• [EXCERPTED PASSAGE]
During the summer cold noodles are favored as the food of choice. I ate cold udon at a hospital cafeteria (yes, the food is good there) the second day we were in Japan. I once saw a special on soba on tv where they served it by running it through bamboo half pipes of cold water right after cooking it and it flowed down to the customers who picked it up out of the pipes as it came by.
There are innumerable ramen shops. My favorites are the ones where you stand at the counter and slurp your noodles, all of which can be ordered from the pictures on the walls.
The list of types of Japanese food is long, but when every place is a specialty in one of these areas, you know that Japanese love their food. Tempura, curry, tonkatsu (yes, restaurants serve just breaded and fried pork, special cuts stuffed with interesting flavor combinations--I once had shiso and plum), okonomiyaki, takoyaki (I like it best when they leave out the tako), noodles (cold and hot), kamemeshi, oden, ishiyaki, sushi, yakiniku, shabu shabu, sukiyaki, donburi, yakitori... and more.

• [TASKS TO PERFORM]
1 - In the piece on Japanese food, what flavor combination did the writer once have in a stuffed cut of tonkatsu?
2 - Write out a part of the piece on Japanese food word for word, beginning at the words "There are innumerable" and stopping after "on the walls.".

• [DATA RECORDS]
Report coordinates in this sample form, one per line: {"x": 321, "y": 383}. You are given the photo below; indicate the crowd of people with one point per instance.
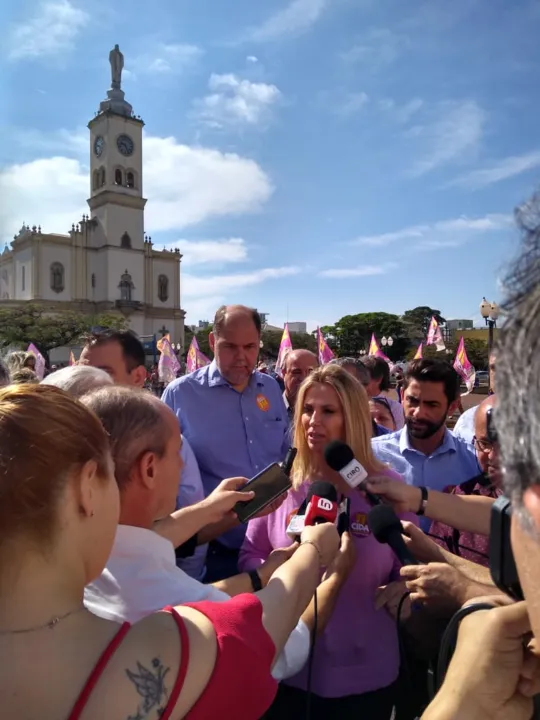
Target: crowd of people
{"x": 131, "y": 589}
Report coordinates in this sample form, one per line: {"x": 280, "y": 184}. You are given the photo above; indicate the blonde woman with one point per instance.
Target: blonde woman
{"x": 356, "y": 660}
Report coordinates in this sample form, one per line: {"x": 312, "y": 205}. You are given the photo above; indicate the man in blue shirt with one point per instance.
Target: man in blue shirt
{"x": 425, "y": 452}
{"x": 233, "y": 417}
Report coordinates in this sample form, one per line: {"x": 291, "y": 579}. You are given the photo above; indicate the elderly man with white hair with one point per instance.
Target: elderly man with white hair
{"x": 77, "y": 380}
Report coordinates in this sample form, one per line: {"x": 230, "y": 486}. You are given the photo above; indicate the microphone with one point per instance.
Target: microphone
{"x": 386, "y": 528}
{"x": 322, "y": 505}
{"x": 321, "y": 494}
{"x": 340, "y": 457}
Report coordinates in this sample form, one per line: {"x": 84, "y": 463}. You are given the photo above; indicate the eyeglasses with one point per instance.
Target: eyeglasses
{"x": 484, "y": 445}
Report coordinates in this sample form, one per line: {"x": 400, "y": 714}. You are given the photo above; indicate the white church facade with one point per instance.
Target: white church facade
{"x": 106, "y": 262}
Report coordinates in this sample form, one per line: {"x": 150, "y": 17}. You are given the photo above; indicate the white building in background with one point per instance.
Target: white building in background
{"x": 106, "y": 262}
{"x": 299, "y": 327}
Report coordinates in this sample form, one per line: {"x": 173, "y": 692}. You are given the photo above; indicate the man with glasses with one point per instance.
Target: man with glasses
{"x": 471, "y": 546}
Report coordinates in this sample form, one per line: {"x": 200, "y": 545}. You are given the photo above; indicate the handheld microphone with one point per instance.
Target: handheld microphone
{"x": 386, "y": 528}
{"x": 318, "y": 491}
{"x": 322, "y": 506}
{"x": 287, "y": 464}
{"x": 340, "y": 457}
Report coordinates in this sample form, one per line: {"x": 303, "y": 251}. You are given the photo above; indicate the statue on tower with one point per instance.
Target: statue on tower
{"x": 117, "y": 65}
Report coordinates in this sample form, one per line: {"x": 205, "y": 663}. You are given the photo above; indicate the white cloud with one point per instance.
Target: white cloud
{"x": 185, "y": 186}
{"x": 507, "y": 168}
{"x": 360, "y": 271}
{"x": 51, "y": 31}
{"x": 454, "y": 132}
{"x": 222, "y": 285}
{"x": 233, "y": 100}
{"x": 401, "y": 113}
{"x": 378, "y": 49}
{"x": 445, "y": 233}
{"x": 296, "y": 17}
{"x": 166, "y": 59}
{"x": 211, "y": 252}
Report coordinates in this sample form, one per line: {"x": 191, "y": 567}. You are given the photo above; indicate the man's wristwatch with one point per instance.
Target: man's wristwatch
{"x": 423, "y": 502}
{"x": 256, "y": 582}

* * *

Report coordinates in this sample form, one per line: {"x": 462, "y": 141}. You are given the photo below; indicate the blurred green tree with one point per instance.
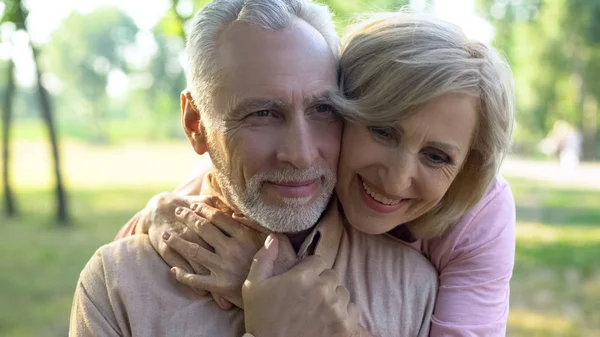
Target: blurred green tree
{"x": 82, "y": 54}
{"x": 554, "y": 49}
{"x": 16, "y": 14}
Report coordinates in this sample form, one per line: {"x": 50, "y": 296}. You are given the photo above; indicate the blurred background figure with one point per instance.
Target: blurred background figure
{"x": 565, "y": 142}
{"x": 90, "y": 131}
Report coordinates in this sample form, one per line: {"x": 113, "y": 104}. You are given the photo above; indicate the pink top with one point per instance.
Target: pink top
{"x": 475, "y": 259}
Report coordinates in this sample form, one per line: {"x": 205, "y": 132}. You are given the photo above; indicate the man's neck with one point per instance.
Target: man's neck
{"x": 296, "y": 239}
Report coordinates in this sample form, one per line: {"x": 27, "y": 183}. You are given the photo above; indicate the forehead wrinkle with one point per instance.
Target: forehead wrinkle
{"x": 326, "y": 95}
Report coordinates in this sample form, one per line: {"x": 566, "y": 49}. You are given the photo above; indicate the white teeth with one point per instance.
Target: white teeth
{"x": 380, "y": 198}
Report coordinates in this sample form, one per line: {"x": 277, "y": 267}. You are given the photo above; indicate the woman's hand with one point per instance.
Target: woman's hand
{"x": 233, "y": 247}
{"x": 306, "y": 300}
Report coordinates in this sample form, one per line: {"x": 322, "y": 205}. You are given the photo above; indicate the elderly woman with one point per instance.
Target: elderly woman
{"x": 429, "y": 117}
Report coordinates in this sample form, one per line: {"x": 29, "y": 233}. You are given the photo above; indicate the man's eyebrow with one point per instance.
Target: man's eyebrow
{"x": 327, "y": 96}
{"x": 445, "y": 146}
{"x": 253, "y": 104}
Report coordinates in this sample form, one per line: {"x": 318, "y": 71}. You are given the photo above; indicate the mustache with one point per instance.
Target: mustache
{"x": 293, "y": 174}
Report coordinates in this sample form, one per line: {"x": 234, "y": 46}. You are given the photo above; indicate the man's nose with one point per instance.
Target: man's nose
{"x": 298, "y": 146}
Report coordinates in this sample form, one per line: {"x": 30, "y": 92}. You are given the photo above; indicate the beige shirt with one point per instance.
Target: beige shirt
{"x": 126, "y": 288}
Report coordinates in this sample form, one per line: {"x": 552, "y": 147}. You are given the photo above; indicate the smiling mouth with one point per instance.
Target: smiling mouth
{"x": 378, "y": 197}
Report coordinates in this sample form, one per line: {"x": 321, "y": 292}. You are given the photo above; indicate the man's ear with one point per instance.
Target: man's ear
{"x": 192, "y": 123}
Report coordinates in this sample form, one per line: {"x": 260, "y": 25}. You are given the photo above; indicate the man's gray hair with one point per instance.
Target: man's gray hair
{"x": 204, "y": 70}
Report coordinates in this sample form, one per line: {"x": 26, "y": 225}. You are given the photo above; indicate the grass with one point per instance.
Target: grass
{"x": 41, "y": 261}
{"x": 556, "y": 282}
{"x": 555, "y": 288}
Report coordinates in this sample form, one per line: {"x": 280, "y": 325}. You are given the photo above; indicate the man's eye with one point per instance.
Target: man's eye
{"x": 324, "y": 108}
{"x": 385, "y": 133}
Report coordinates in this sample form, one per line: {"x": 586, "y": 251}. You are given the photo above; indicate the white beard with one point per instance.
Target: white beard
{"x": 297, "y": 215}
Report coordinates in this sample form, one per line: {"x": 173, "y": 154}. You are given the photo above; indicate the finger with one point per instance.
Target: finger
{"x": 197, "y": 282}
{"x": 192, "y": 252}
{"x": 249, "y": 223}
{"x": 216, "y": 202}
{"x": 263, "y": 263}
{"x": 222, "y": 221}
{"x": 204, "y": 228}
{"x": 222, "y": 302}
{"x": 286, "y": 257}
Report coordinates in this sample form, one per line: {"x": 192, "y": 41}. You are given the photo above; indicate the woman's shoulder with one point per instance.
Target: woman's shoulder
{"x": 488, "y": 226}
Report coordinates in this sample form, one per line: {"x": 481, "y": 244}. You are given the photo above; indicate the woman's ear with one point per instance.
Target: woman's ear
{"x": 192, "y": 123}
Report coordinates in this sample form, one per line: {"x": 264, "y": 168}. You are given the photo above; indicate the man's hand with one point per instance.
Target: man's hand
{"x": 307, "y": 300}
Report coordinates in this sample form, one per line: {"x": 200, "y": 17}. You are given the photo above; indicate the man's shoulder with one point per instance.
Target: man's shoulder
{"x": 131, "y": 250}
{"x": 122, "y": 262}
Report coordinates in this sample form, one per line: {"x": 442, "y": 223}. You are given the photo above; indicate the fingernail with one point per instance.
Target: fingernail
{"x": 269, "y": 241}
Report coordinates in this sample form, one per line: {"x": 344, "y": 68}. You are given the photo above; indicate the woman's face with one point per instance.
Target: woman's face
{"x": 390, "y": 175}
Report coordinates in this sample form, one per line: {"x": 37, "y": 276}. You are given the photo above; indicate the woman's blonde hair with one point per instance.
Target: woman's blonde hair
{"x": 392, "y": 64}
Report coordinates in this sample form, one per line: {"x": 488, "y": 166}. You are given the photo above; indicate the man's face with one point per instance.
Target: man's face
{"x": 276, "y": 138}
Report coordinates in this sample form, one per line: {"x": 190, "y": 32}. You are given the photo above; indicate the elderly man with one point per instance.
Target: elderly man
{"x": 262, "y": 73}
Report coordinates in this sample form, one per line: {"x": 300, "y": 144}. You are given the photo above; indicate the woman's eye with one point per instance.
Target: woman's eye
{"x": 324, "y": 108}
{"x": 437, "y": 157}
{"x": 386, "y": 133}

• [ANSWERS BELOW]
1 - Shiso and plum.

2 -
There are innumerable ramen shops. My favorites are the ones where you stand at the counter and slurp your noodles, all of which can be ordered from the pictures on the walls.